## Task details
Your copy should match the entries exactly, with no images carried over.

## Source data

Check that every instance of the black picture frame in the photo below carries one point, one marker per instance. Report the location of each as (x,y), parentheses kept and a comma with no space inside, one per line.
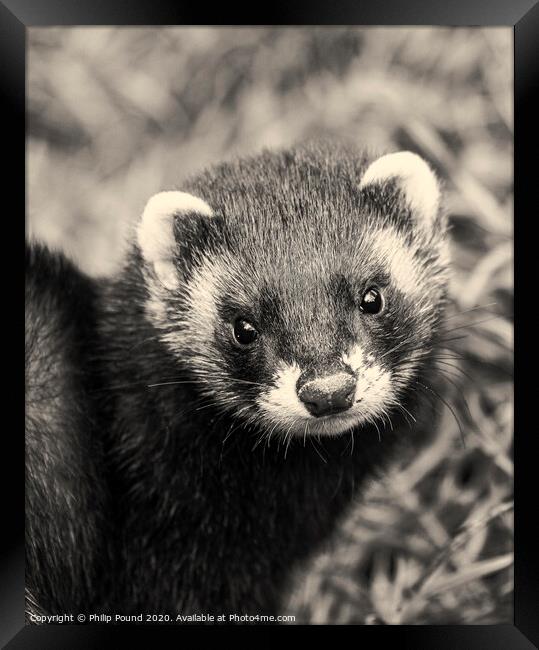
(523,15)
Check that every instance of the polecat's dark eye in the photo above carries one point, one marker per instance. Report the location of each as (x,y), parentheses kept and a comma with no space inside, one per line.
(244,332)
(372,302)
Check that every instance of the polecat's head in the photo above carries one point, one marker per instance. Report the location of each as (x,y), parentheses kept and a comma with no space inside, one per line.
(301,289)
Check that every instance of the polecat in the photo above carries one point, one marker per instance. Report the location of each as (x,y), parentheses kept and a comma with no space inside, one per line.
(255,360)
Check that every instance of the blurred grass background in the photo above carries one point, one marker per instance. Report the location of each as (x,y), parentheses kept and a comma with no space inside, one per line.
(116,114)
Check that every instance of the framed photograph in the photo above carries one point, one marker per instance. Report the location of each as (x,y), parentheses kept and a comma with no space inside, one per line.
(269,314)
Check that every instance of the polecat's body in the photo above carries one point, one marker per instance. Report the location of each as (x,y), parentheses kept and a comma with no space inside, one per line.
(249,356)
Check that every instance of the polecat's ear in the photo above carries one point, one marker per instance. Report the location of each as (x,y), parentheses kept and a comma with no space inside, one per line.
(155,232)
(413,177)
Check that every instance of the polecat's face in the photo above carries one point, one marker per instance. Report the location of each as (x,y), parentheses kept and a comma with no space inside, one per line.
(303,314)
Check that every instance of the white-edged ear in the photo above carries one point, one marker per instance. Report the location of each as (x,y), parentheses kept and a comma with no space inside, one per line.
(155,232)
(413,176)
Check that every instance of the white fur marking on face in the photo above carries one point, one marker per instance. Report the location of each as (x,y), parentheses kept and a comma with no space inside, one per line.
(415,178)
(155,232)
(285,412)
(374,390)
(390,249)
(282,400)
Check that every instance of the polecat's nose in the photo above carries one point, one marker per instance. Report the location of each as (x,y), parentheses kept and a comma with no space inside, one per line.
(328,395)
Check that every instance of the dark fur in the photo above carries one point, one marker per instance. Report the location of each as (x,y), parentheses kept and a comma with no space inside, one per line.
(204,524)
(66,507)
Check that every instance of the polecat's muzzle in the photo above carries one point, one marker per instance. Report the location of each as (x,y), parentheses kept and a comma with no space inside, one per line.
(328,395)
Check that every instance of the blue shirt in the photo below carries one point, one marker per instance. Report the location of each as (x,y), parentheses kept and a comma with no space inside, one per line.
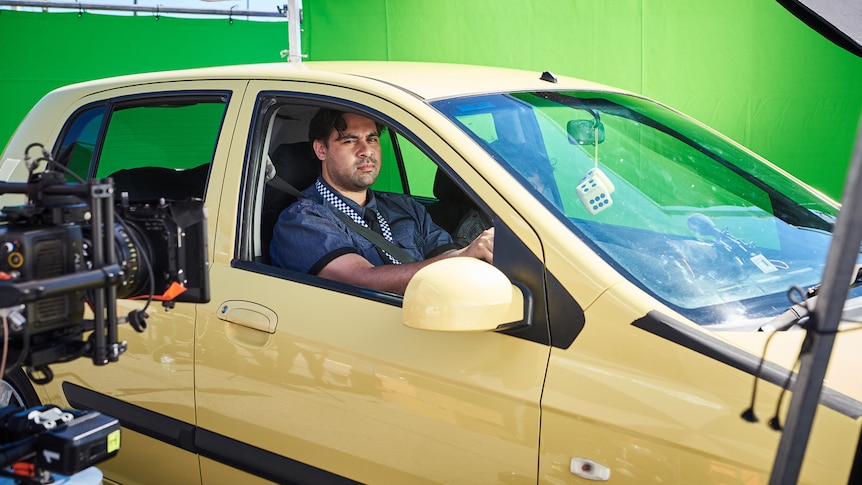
(308,234)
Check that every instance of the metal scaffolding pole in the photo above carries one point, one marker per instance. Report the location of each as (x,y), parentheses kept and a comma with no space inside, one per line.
(161,9)
(825,318)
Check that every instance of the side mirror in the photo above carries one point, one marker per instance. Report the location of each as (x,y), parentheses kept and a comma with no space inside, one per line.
(462,295)
(585,132)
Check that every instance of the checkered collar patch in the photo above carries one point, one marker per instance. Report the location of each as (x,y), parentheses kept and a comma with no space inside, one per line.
(339,204)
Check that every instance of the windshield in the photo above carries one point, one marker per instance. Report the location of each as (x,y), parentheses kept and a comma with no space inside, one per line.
(683,213)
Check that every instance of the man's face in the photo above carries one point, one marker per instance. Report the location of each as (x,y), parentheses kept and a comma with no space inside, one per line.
(351,159)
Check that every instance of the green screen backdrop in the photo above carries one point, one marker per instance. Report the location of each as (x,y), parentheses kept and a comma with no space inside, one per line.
(748,68)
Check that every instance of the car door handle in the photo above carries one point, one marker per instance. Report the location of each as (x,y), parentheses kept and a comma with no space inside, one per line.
(248,314)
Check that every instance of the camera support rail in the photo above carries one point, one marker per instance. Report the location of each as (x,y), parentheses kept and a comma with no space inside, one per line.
(105,274)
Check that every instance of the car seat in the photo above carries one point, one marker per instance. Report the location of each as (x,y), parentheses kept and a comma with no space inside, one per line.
(298,166)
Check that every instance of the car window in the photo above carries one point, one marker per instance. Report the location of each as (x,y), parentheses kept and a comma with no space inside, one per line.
(281,143)
(151,146)
(76,149)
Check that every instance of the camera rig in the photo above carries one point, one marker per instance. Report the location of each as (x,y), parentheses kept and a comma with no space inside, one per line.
(77,243)
(74,245)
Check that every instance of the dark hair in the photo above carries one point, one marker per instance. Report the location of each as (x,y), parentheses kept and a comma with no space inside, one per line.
(326,120)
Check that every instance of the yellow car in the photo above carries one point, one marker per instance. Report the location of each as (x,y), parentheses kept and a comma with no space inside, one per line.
(616,337)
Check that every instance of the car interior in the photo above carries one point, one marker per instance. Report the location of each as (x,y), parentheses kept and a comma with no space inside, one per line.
(291,166)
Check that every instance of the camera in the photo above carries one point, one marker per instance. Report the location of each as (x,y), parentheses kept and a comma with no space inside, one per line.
(66,256)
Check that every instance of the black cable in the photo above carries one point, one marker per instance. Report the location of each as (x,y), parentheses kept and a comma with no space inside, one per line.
(749,414)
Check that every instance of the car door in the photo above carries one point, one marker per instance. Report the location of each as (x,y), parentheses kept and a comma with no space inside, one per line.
(302,379)
(173,127)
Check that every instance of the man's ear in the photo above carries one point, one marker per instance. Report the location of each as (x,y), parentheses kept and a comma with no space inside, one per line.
(319,149)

## Task answer
Check that every instance of the black picture frame in the photo below carries one point, one marker per instance. Report the location of each as (x,y), parentheses kept and a comma with no space inside, one per line.
(523,15)
Check that every instance of the polecat's dark eye in the photo above carries one point, one marker per instance. Report the location of each as (x,y), parentheses kept and a comma with no space inside, one per line.
(244,332)
(372,302)
Check that every instance of the polecat's head in the photo above carries one point, one marker per instance. Report the location of each as (x,y), parentheses kept and a comma with no space inside, one per line.
(301,289)
Check that every instance of the polecat in the photo above carries one point, one marker per instance. Report the location of each as (x,y), parentheses kept and a comma with no space inside, one per line.
(255,360)
Check that every instance of the blurred grass background in the photo above carries one point, one marker per instance. Report the location of each as (x,y), parentheses kept and a comma with no space inside, one per line.
(116,114)
Check that every instance of the framed photograph in the photo above carries one point, one marker per instance. Report the location of each as (x,y), parentheses kept and a comma with no space inside, one per line.
(269,314)
Check that every instance of the polecat's body in the photo above carries one point, one marker per instance. Report the location of each as (x,y), parentheses kept and a comma with no space inside, one per line.
(249,356)
Check that every instance of the polecat's ear in the photo above carries one point, one marker per instance. Report the location of each as (x,y), parentheses kept and a comma with no space inside, one per line.
(155,232)
(413,177)
Check that every instance of the polecat's face in the photo above carries one point, one marker per instance. Report the location of each as (x,y), parentheses kept and a comma with no space inside, one per line.
(303,314)
Check that every instance of the white-edged ear in the photo above carries one point, one marker per instance. Report the location of each as (x,y), parentheses kept and a comma with no space inside, one per line.
(155,232)
(413,176)
Check that every instance of the white fur marking on face in the photo above carries one point, one marker per instance. Report the location of each as (x,y), parentheses kept and a comma with no space inside, one per line.
(415,178)
(155,232)
(285,412)
(374,390)
(390,249)
(282,400)
Check that every instance of the polecat's nose in the photo above carries one point, one marker per instance. Report the location of each as (x,y), parentheses kept and a comma with no space inside, one per line.
(328,395)
Check that every instance of the dark fur in the photo above carries one point, one marker per instance. Report the location of each as (x,y), parentheses kept and a comma with no space inside, one per line.
(204,524)
(66,507)
Check that every instance of the polecat's muzzle in the photo above carries one point, one marker per instance. Report the location of each as (x,y), parentheses kept and a comma with no space inside, one per line.
(328,395)
Check that every instance of the blue shirt in the photo below carries one point, one marker per instance. Report the location of each as (x,y), parentheses kept and a comma with no space inside, one per line.
(308,234)
Check that every instance of the metal scaffolding pole in the photo above carries one point, one marker per instance. Report the location of each as (x,y), parentheses kept and a comma with no space inside, one per line.
(161,9)
(825,318)
Check that every instance of the side mirror in the photo above carries one point, one marker per instance. Report the location of each as (x,y), parentheses kept and a comma with no space inside, one per line.
(462,295)
(585,132)
Check that every instance of the checkered collar patch in the photo above carries one point, one marker per instance. Report the location of each as (x,y), parentheses kept and a comma with no space inside, one per line.
(339,204)
Check that every instance of the windshield in the photo above carries one point, one marker per instance. Report the location of each as (x,y), parentheses kept and a comma with no space inside, one per line.
(683,213)
Check that every instance of the man's face in the photo above carries one point, one marker per instance. Report the location of each as (x,y), parentheses kept and a comma with no space inside, one per line.
(351,159)
Check that every instance of the green screen backdrop in the photo above carries one point, one marker per instance. Report the location of each as (x,y), parentheses kept and a comma with no space inside, one per line.
(748,68)
Check that every instance of the car door handle in the photo above carries one point, one marker per instance. Report the location of each as (x,y), parentheses kept and a comma with no space inside, one per line.
(248,314)
Check that every instance of the camera support rail in the photo above carries one point, one marker per instance. Report the location of each as (x,y), parentheses kept and a comma with no space inside, one per line.
(105,274)
Check that every instance of the car seat in the photo above carries one point, one marker per instance. Report the location of each as (x,y), parentheses kept and a comma with no space inside, one per line.
(298,166)
Check that every instance of the car window in the photo above carries one point, one marker per instance. Report the location of each as (x,y), parentheses kept and a comma with no space inside, one per line.
(281,143)
(151,146)
(76,149)
Check that every instance of the camera rig in the photo above carries one point, one marker per instance. Report the location of each as (x,y), parentheses kept and a comma with no space inside, one per line.
(77,243)
(74,245)
Check that every instance of the dark hair in the photo above carries one point, one marker per instance. Report the location of each as (x,y), parentheses kept and a comma with no space inside, one per line.
(326,120)
Check that every instance of the yellow car in the photo above carries one point, one marker per instance. Report the location of each as (x,y), parentheses kept and a comma with no space inside, one per line.
(616,337)
Check that every instance of the car interior in the photo above carries one point, one marker per instance. Report the location of each as (x,y), parentheses kept and a comma with no space inside, one per line.
(291,166)
Check that every instance of the camera in the photo above carries one point, one marker per instance. Report the location of each as (x,y), parentheses kept and a comma with no space inside, one per line.
(66,256)
Check that every instance of the black cable in the photo above carries one point, one marker per instance. Report the location of each as (x,y), parentheses kept and a comma with no space inside, one per line.
(749,414)
Check that every instance of the car door in the photo above carries one point, one marker per instance. Report the location of each as (x,y), parentheses kept and a comma with no space inside, one per line.
(302,379)
(173,127)
Check that every instance of the man's ear in the photo above carries one point, one marker per instance. Report the location of each as (x,y), parentheses kept and a comma with no space inside, one per line.
(319,149)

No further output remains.